-- START OF DATASET RECORDS --

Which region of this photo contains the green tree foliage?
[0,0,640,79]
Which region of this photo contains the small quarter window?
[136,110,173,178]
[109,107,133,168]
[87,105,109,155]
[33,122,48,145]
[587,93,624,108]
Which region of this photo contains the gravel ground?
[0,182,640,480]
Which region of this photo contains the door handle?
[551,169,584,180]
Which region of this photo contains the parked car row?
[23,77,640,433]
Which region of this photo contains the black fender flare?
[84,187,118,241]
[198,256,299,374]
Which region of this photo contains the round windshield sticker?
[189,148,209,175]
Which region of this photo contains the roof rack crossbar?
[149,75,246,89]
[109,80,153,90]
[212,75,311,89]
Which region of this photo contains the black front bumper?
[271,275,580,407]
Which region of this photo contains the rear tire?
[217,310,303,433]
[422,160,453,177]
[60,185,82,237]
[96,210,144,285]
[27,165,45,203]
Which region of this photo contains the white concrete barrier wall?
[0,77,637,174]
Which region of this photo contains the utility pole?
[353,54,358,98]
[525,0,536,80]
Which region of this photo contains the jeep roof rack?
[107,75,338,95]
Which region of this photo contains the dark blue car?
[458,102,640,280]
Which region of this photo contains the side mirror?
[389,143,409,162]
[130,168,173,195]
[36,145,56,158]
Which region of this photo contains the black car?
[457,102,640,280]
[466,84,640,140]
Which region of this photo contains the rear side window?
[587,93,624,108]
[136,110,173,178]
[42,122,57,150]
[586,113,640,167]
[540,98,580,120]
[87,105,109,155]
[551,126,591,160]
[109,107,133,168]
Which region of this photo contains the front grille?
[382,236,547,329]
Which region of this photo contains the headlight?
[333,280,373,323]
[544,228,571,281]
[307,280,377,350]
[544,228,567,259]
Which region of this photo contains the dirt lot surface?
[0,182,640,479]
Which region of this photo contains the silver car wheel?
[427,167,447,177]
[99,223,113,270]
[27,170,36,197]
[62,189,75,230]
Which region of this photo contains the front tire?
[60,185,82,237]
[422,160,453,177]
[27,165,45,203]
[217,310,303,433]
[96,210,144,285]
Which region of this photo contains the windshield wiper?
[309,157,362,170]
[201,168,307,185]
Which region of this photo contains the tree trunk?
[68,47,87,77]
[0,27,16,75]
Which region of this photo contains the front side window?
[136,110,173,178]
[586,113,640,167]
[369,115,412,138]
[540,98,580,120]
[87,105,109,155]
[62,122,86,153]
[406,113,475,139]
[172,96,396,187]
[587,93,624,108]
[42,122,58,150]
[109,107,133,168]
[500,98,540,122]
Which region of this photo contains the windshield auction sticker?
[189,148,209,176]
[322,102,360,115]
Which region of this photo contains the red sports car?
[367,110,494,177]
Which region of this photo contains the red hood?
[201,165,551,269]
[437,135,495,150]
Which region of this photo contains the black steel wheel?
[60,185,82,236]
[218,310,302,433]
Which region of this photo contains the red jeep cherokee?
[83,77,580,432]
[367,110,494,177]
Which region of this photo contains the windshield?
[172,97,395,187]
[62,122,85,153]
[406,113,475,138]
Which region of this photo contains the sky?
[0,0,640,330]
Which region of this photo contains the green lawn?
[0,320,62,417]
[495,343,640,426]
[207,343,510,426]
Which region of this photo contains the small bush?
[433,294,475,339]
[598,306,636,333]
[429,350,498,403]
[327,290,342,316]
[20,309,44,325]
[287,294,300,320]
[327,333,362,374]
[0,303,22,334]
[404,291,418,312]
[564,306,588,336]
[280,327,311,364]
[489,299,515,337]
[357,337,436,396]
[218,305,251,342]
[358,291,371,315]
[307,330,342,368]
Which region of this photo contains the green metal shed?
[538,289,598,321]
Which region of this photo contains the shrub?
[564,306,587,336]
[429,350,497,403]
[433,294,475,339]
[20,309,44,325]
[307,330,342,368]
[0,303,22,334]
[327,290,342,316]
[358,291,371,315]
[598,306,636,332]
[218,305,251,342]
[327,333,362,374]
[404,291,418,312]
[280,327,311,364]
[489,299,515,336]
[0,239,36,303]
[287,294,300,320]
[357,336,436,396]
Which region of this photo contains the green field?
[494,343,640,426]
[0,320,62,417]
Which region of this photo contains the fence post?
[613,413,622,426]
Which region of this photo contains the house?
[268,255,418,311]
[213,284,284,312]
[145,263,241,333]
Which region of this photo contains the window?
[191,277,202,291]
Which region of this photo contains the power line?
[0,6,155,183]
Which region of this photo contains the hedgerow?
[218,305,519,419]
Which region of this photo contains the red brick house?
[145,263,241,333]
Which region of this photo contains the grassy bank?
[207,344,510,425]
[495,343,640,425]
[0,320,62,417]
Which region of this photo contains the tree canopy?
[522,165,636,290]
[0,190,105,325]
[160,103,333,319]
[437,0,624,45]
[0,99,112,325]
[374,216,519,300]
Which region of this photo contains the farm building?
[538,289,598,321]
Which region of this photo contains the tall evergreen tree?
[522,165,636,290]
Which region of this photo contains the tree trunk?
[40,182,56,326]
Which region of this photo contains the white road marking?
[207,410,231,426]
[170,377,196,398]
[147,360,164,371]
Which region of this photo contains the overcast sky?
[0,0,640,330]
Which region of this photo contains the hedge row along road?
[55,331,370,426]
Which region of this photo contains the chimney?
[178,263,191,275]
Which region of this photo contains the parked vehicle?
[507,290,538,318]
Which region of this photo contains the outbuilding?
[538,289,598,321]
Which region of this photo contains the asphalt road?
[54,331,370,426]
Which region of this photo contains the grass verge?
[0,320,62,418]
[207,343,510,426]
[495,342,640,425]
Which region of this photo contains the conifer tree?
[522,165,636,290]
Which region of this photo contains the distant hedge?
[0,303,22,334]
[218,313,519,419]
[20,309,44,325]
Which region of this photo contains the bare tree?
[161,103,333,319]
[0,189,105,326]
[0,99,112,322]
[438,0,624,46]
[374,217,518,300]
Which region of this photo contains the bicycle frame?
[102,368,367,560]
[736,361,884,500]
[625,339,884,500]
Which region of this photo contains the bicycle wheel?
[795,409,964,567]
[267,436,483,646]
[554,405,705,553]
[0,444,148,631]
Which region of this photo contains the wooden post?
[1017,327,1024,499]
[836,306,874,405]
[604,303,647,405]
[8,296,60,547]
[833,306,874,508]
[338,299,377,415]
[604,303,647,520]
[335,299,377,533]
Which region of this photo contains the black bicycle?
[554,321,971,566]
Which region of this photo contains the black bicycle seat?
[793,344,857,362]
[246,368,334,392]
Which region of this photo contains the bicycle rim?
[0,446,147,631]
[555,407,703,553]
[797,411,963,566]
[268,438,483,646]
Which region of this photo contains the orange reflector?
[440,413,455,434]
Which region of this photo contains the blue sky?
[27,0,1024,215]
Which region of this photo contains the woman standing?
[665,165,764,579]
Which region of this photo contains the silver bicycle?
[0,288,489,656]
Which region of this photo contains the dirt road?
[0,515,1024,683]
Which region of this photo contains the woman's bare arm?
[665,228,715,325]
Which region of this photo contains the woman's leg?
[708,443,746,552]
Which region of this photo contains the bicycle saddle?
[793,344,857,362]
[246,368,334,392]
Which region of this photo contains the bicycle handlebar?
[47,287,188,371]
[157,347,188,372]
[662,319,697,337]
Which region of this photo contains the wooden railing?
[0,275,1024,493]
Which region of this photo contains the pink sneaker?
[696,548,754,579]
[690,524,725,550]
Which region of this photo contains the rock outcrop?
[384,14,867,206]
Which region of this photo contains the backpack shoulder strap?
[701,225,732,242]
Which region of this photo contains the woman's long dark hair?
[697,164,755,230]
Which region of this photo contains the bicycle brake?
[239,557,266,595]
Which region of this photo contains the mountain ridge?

-- END OF DATASET RECORDS --

# WHAT NEEDS TO BE DONE
Copy out all of the material above line for line, with no changes.

# RESPONSE
Which region of this photo contains the green tree foliage?
[0,0,640,79]
Which region of this photo contains the small quarter window?
[136,110,173,178]
[109,107,133,168]
[87,105,109,155]
[33,122,48,145]
[587,93,624,108]
Which region of this photo contains the gravel ground?
[0,182,640,480]
Which region of this photo contains the door handle?
[551,169,584,180]
Which region of this photo contains the parked car row?
[23,77,640,433]
Which region of this photo contains the black fender flare?
[84,187,118,241]
[198,256,299,374]
Which region of this photo contains the round windshield sticker?
[189,148,209,175]
Which region of this photo contains the roof rack crossbar?
[149,75,246,89]
[109,80,153,90]
[212,75,311,89]
Which region of this photo contains the black front bumper?
[271,275,580,407]
Which region of this photo contains the rear tire?
[217,310,303,433]
[422,160,453,177]
[60,185,82,237]
[96,210,144,285]
[27,165,45,203]
Which region of this photo contains the white concrete barrier wall?
[0,77,637,174]
Which region of this photo contains the utility pole?
[353,54,358,98]
[525,0,536,80]
Which region of this photo contains the jeep roof rack?
[107,75,338,95]
Which region of this photo contains the dark blue car?
[458,102,640,280]
Which region of this photo contains the side mirror?
[389,143,409,162]
[130,168,173,195]
[36,145,56,158]
Which region of this photo contains the black car?
[457,102,640,280]
[466,84,640,140]
Which region of this photo contains the rear side window?
[587,93,624,108]
[136,110,173,178]
[42,122,57,150]
[586,113,640,167]
[540,98,580,120]
[87,105,109,155]
[551,126,591,160]
[109,107,133,168]
Which region of this photo contains the front grille?
[382,236,547,329]
Which region of this photo contains the headlight?
[333,280,373,323]
[544,228,571,281]
[307,280,377,350]
[544,228,567,259]
Which region of this photo contains the dirt lot surface?
[0,182,640,479]
Which region of this photo contains the silver car wheel?
[427,167,447,177]
[99,223,113,270]
[27,170,36,197]
[62,189,75,230]
Which region of this photo contains the front tire?
[60,185,82,237]
[422,160,453,177]
[27,165,45,203]
[217,310,303,433]
[96,210,144,285]
Which region of this photo contains the windshield wiper?
[309,157,362,170]
[201,168,307,185]
Which region of this photo contains the tree trunk?
[68,47,87,77]
[0,27,16,75]
Which region of this photo contains the front side window?
[136,110,173,178]
[586,113,640,167]
[369,115,412,138]
[540,98,580,120]
[87,105,109,155]
[62,122,86,153]
[406,113,475,139]
[172,96,396,187]
[587,93,624,108]
[42,122,58,150]
[109,107,133,168]
[500,98,540,122]
Which region of this photo contains the windshield auction sticker?
[189,148,209,176]
[322,102,360,115]
Which region of this photo contains the red sports car?
[367,110,494,177]
Which region of this photo contains the red hood?
[201,165,551,269]
[437,135,495,150]
Which region of this photo contains the black steel wheel?
[60,185,82,236]
[218,310,302,433]
Which region of this photo contains the red jeep cherokee?
[83,77,580,432]
[367,110,494,177]
Which region of this photo contains the windshield?
[172,97,395,187]
[62,122,85,153]
[406,113,475,138]
Which region of this photo contains the sky?
[0,0,640,330]
Which region of this photo contains the green lawn?
[0,320,62,417]
[495,343,640,426]
[207,343,510,426]
Which region of this photo contains the small bush?
[433,294,475,339]
[598,306,636,333]
[429,350,498,403]
[327,290,342,316]
[20,309,44,325]
[287,294,300,320]
[327,333,362,374]
[0,303,22,334]
[404,291,418,312]
[564,306,588,336]
[280,327,311,364]
[489,299,515,337]
[357,337,436,396]
[218,305,251,342]
[358,291,371,315]
[307,330,342,368]
Which region of this photo contains the green metal shed?
[538,289,598,321]
Which region of this photo contains the shrub?
[564,306,587,336]
[429,350,497,403]
[433,294,475,339]
[20,309,44,325]
[307,330,342,368]
[0,303,22,334]
[327,290,342,316]
[358,291,371,315]
[598,306,636,332]
[218,305,251,342]
[327,333,362,374]
[404,291,418,312]
[280,327,311,364]
[489,299,515,336]
[0,239,36,303]
[287,294,300,320]
[357,336,436,396]
Which region of this photo contains the green field?
[494,343,640,426]
[0,320,62,417]
Which region of this photo contains the fence post?
[613,413,622,426]
Which region of this photo contains the house?
[268,255,418,311]
[213,284,284,312]
[145,263,241,333]
Which region of this photo contains the window?
[191,277,202,291]
Which region of this photo contains the power line?
[0,6,155,183]
Which region of this photo contains the hedgerow?
[218,305,519,419]
Which region of this photo contains the red brick house?
[145,263,241,333]
Which region of this photo contains the grassy bank?
[207,344,510,425]
[495,343,640,425]
[0,320,62,417]
Which region of this photo contains the tree canopy?
[522,165,636,290]
[0,190,105,325]
[160,103,333,319]
[437,0,624,45]
[0,99,112,325]
[374,216,519,300]
Which region of this photo contains the farm building?
[538,289,598,321]
Which region of this photo contains the tall evergreen tree?
[522,165,636,290]
Which region of this photo contains the tree trunk?
[40,182,56,326]
Which region of this photo contains the white road marking?
[207,410,231,426]
[170,377,196,398]
[147,360,164,371]
Which region of this photo contains the overcast sky?
[0,0,640,330]
Which region of this photo contains the hedge row along road?
[55,331,370,426]
Which region of this photo contains the chimney?
[178,263,191,275]
Which region of this photo contains the parked vehicle?
[507,290,538,318]
Which region of this photo contains the outbuilding?
[538,289,598,321]
Which region of this photo contains the asphalt road?
[54,331,370,426]
Which region of this photo contains the grass verge?
[0,320,62,418]
[207,343,510,426]
[495,342,640,425]
Which region of this photo contains the conifer tree?
[522,165,636,290]
Which region of this photo contains the distant hedge?
[0,303,22,334]
[218,313,519,419]
[20,309,44,325]
Which region of this photo contains the bare tree?
[161,103,333,319]
[0,189,105,326]
[0,99,112,322]
[438,0,624,46]
[374,217,518,300]
Which region of this photo contains the bicycle frame?
[102,368,367,560]
[736,361,884,500]
[625,339,884,500]
Which region of this photo contains the bicycle wheel?
[795,409,964,567]
[267,436,483,646]
[554,405,705,553]
[0,444,148,631]
Which region of this photo contains the wooden post?
[1017,327,1024,499]
[836,306,874,405]
[604,303,647,405]
[8,296,60,547]
[833,306,874,508]
[338,299,377,415]
[604,303,647,520]
[335,299,377,533]
Which region of this photo contains the black bicycle?
[554,321,971,566]
Which region of this photo contains the black bicycle seat?
[793,344,857,362]
[246,368,334,392]
Which region of this photo contains the bicycle rim?
[0,446,147,631]
[555,407,703,553]
[797,411,963,566]
[268,438,483,646]
Which region of this photo contains the orange reflector?
[440,413,455,434]
Which region of this photo contains the blue sky?
[27,0,1024,215]
Which region of this photo contains the woman standing?
[665,165,764,579]
Which region of this photo contains the silver bicycle?
[0,288,489,656]
Which region of this photo contains the dirt road?
[0,515,1024,683]
Which region of this photo contains the woman's bare arm?
[665,228,715,325]
Which region of this photo contains the woman's leg?
[708,443,746,552]
Which region of this photo contains the bicycle saddle?
[793,344,857,362]
[246,368,334,392]
Which region of this photo contains the bicycle handlebar?
[47,287,188,371]
[157,347,188,372]
[662,319,697,337]
Which region of this photo contains the wooden railing?
[0,275,1024,493]
Which region of this photo contains the pink sneaker?
[696,548,754,579]
[690,524,725,550]
Which region of this photo contains the rock outcrop?
[384,14,867,206]
Which region of this photo contains the backpack shoulder strap?
[701,225,732,242]
Which region of this photo contains the woman's long dark hair?
[697,164,755,230]
Which region of this photo contains the bicycle brake?
[239,557,266,595]
Which region of this photo contains the mountain ridge?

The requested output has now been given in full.